● DIRECTIONS FOR THIS TASK:
Down to the last line, write out the entries below exactly and omit all pictures.

══ RECORDS SUPPLIED ══

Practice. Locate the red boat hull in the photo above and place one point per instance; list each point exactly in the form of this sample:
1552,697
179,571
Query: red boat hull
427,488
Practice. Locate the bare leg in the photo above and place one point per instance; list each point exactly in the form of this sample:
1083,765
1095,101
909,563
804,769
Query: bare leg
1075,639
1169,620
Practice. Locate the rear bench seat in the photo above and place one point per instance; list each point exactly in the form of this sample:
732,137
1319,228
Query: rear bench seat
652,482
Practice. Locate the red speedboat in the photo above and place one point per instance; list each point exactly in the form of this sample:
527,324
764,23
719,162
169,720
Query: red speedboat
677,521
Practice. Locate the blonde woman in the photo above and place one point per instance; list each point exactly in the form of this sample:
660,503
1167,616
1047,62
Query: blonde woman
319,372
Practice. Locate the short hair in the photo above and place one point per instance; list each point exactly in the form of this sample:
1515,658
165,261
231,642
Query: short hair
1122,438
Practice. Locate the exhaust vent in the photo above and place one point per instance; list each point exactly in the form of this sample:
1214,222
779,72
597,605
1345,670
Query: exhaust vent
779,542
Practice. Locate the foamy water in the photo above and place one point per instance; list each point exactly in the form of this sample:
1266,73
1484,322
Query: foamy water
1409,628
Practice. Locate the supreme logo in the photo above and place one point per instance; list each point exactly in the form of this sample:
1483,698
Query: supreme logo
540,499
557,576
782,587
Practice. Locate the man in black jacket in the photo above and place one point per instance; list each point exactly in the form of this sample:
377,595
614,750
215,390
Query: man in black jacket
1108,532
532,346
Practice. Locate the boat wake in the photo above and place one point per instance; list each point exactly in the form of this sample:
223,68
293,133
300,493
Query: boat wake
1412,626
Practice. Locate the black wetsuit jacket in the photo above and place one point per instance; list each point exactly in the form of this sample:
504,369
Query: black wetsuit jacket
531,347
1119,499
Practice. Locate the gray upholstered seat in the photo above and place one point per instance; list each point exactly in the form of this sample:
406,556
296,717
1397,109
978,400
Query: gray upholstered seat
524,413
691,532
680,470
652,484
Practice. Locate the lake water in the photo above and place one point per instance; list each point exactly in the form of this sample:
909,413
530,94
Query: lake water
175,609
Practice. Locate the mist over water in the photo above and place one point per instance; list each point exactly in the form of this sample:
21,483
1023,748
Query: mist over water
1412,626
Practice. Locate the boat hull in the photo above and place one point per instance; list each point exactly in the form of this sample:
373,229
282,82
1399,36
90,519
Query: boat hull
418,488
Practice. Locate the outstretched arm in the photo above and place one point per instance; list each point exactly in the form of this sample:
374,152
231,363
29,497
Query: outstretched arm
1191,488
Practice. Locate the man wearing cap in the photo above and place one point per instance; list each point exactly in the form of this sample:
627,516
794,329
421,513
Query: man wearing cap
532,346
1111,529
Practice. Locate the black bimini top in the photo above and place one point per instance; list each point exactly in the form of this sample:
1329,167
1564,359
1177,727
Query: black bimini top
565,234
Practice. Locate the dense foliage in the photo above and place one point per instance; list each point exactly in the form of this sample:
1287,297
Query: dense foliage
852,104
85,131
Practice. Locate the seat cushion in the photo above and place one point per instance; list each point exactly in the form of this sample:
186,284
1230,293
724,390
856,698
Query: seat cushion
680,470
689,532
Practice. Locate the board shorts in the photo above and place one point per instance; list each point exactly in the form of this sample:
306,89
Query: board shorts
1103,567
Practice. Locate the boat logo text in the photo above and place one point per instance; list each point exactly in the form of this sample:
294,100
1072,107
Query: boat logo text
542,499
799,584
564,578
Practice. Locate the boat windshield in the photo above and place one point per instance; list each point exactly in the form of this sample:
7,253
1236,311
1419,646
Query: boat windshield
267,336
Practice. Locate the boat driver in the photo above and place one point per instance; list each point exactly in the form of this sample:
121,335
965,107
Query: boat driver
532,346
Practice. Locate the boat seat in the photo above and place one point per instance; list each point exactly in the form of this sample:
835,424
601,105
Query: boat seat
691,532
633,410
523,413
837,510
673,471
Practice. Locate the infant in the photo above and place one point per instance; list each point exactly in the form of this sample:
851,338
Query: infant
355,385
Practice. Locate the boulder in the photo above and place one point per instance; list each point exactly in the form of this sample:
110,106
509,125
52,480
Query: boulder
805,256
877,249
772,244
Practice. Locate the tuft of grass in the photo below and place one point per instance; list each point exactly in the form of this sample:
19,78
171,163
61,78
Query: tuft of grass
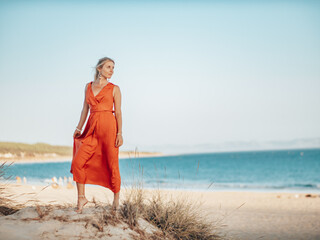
176,218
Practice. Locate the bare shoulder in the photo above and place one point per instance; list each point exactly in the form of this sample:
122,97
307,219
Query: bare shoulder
116,88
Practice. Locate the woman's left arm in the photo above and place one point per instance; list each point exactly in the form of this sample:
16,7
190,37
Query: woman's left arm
118,114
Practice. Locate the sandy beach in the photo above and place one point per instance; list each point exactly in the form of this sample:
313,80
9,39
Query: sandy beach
244,215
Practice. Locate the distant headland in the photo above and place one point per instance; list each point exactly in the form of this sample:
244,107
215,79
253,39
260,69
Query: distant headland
38,152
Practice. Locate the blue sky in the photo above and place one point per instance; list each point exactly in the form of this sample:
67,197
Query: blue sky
190,72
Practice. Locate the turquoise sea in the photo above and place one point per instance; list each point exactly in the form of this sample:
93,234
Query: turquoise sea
273,170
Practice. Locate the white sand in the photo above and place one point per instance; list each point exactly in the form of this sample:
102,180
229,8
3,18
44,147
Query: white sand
246,215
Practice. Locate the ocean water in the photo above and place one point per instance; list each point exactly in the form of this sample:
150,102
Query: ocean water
272,170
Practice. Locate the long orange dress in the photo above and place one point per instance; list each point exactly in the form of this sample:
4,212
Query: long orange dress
95,157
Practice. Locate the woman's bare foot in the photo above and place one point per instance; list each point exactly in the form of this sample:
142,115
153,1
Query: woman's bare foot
115,204
81,202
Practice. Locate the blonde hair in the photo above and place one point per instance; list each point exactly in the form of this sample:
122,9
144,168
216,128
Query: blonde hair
100,64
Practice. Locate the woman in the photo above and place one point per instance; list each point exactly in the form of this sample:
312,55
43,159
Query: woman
96,150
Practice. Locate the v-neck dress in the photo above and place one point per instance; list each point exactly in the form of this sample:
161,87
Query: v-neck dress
95,157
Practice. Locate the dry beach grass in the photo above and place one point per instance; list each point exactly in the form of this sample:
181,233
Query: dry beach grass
142,215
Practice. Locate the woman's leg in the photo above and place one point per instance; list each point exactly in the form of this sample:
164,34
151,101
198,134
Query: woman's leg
116,198
82,200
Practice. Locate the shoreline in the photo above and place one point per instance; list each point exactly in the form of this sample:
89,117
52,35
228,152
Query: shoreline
246,215
69,158
294,192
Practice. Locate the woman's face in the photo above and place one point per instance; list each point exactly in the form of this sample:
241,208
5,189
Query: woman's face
107,69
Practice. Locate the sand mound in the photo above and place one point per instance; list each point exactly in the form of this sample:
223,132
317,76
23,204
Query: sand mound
61,222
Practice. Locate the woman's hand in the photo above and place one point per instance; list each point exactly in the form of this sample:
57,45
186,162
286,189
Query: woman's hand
76,133
119,141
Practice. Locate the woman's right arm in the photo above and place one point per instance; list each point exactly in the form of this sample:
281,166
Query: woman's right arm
84,113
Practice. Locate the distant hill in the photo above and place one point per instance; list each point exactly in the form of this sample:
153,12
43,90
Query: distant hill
43,151
25,150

═══

● EXERCISE RESULT:
Practice. Locate the red boat hull in the photo above and place one point per instance; list each point exactly in the form of this sample:
1552,697
179,571
Query: red boat hull
427,488
Practice. Locate the bare leg in the photo above and place one point per instance; list each point exactly in the form of this sample:
1083,765
1095,101
909,563
804,769
Query: bare leg
1075,639
1169,620
Practice. Locate the rear bench seat in the photo above and place one point per instance; list each point exactly in the form of this sample:
732,137
1319,228
Query: rear bench seat
652,482
Practice. Locate the red speedboat in the photo above and place one point per instance; list each point exactly in the form of this sample:
527,324
764,23
719,162
169,720
Query: red speedboat
677,521
Practice. Locate the blonde woman in the photo above and place one point per instance; list each point exactly in the form of this sample:
660,503
1167,616
1047,62
Query: blonde woman
319,372
Practice. Locate the short hair in the photo above and place one point per instance; list each point exactly in the form of this sample:
1515,658
165,261
231,642
Query: short hair
1122,438
Practice. Locate the exhaust vent in the photo above and place one point per instance; list each point exactly in the form of this sample:
1214,222
779,72
597,605
1345,670
Query: exhaust vent
779,542
Practice. Locate the foamy water in the photo above and place one point per instance; list each point exactly in the form of this sample:
1266,73
1484,322
Query: foamy water
1409,628
Practice. Locate the supreme logo in the photo above and place one point per instance; list each point exactly in the form of this sample:
1483,698
Query: supreme logo
540,499
557,576
782,587
Practice. Locate the man in black jacket in the photo above and place one point per instance; list each point exactly in the form of this sample:
377,595
614,750
215,390
Query: man in black jacket
1108,532
532,346
Practice. Locate the boat wake in the photo above and place one point per instance; list each point exactly in the form of this sample:
223,68
293,133
300,493
Query: boat wake
1412,626
Practice. Locate the black wetsuit jacket in the photo above and place one point per instance; list each point exactly in the form of this sample:
504,369
Query: black wetsuit jacket
531,347
1119,499
Practice. Locate the gray upholstered seat in the photo above and place one point per instance; list each point exactly in the form of this sample:
406,556
296,717
1397,109
978,400
Query: gray upholstered seat
524,413
691,532
680,470
652,484
Practice. Locate the lake water in the photo above and place one point per instance; list each point exactly in the form of this sample:
909,413
530,94
Query: lake water
175,609
Practice. Locate the mist over water in the photo above and place one point per instance; list each point exactly in the form of this sample:
21,483
1023,748
Query: mist over water
1412,626
Practice. Locate the boat hull in the photo above and place one point per instance; list each point exactly in the form of this sample:
373,229
282,82
1399,36
90,519
Query: boat hull
418,488
Practice. Locate the outstretched arm in the photo above and place one point per instance; list each point exactly in the form of this sample:
374,152
231,363
29,497
Query: outstretched arm
1191,488
Practice. Locate the man wearing cap in the photo above and place one point per instance; list each point exactly in the form of this sample:
627,516
794,329
421,513
Query: man wearing cap
532,346
1111,529
Practice. Locate the black bimini top in the photo above and place one point per instance; list each point exactly in the form of this sample:
1329,167
1564,359
1177,727
Query: black bimini top
565,234
Practice. Locate the dense foliage in the photo above and place one point per instance; list each point exactly in the form of this sample:
1287,297
Query: dense foliage
852,104
85,131
Practice. Locate the seat cushion in the photo above and place one point per instance; list each point exactly in the form of this sample:
186,284
1230,293
724,390
856,698
Query: seat cushion
680,470
689,532
Practice. Locate the board shorts in the photo above and place one point per instance; list each point exactly in the form of this sample:
306,89
Query: board shorts
1103,567
Practice. Locate the boat logo text in the photo above and place one point per instance; list each point exactly in the form of this sample:
294,100
1072,107
Query: boat logo text
542,499
799,584
564,578
Practice. Locate the boat windshield in the photo above and place one point per instance; list each point exactly in the form of this sample:
7,253
1236,311
1419,646
Query: boat windshield
267,336
Practice. Locate the boat driver in the photo above and place one point per instance; list each point exactly in the form of this sample:
121,335
965,107
Query: boat driver
532,346
Practice. Locate the boat seat in the photo above and place one point per instance; list each point exactly in the form of this sample:
835,424
601,105
Query: boat seat
691,532
633,410
523,413
837,510
673,471
Practice. Locate the infant in the photo above and place one point per instance; list each point exactly in the form of this sample:
851,338
Query: infant
355,385
Practice. Locate the boulder in the photo above and place one point per instance; list each point exactly in the form of this sample:
110,106
509,125
52,480
Query: boulder
805,256
877,249
772,244
Practice. Locate the tuft of grass in the photo below and place one point per instance; list each point exactly in the form of this sample:
19,78
171,163
61,78
Query: tuft of grass
176,218
Practice. Locate the bare shoulder in the photo above and place one point per instance; list each point exactly in the form of this sample:
122,97
307,219
Query: bare shoulder
116,88
Practice. Locate the woman's left arm in the photo above and place one point per instance; list each point exactly in the form of this sample:
16,7
190,37
Query: woman's left arm
118,114
Practice. Locate the sandy beach in the photo above and place one point per instance; list each point exactly in the form of this sample:
313,80
9,39
Query: sandy beach
244,215
Practice. Locate the distant headland in the photo above and place one point per instance; list each point exactly in the form of this sample:
244,107
215,79
253,39
260,69
Query: distant headland
38,152
Practice. Locate the blue sky in the photo above and place one point per instance; list each point exactly in the form of this sample:
67,197
Query: blue sky
190,72
Practice. Locate the turquoise sea in the photo above and place one point per instance; list each point exactly in the form of this sample:
93,234
Query: turquoise sea
273,170
Practice. Locate the white sand in the photo above and place one point per instance; list each point exactly in the form of this sample:
102,180
229,8
3,18
44,147
Query: white sand
246,215
Practice. Locate the ocean water in the photo above and place one point per instance; list each point exactly in the form of this sample:
150,102
Query: ocean water
272,170
Practice. Locate the long orange dress in the photo above and place one point per instance; list each point exactly in the form of this sample:
4,212
Query: long orange dress
95,157
Practice. Locate the woman's bare foot in the photo above and place one point per instance; list each point exactly in the form of this sample:
142,115
153,1
Query: woman's bare foot
115,204
81,202
Practice. Locate the blonde hair in the photo above and place one point per instance; list each point exactly in the form of this sample:
122,9
144,168
216,128
Query: blonde hair
100,64
Practice. Locate the woman in the photo above and place one point per instance; list each point exactly in the form of this sample:
312,55
43,159
Query: woman
96,150
Practice. Locate the v-neck dress in the photo above and place one point per instance; list each point exactly in the form of this sample:
161,87
Query: v-neck dress
95,157
Practice. Locate the dry beach grass in the photo above and place one point per instance; list each point exactly in the form of this sample:
181,233
Query: dry beach grass
142,215
Practice. Locate the woman's leg in the photo above and place one point per instance; list each point exactly in the form of this sample:
164,34
151,101
198,134
Query: woman's leg
116,198
82,200
Practice. Locate the shoreline in the photo above and place one point per instance; list each point exactly in the form of this sample:
89,117
52,35
228,152
Query: shoreline
246,215
69,158
294,192
Practice. Locate the woman's face in the photo above and place one point per instance; list each point exactly in the form of this sample:
241,208
5,189
Query: woman's face
107,69
Practice. Locate the sand mound in the photo above and place one point per instance; list each point exactly in the form of this sample:
223,132
317,76
23,204
Query: sand mound
61,222
Practice. Locate the woman's hand in the photo above and place one point per instance; list each point exactly in the form of this sample:
57,45
186,162
286,189
Query: woman's hand
76,133
119,141
Practice. Locate the woman's right arm in the photo above and place one point per instance; list each point exactly in the form of this sample:
281,166
Query: woman's right arm
84,113
Practice. Locate the distant hill in the photo above and place one point per instance; list each point exactly in the form of this sample:
153,12
43,90
Query: distant hill
43,151
25,150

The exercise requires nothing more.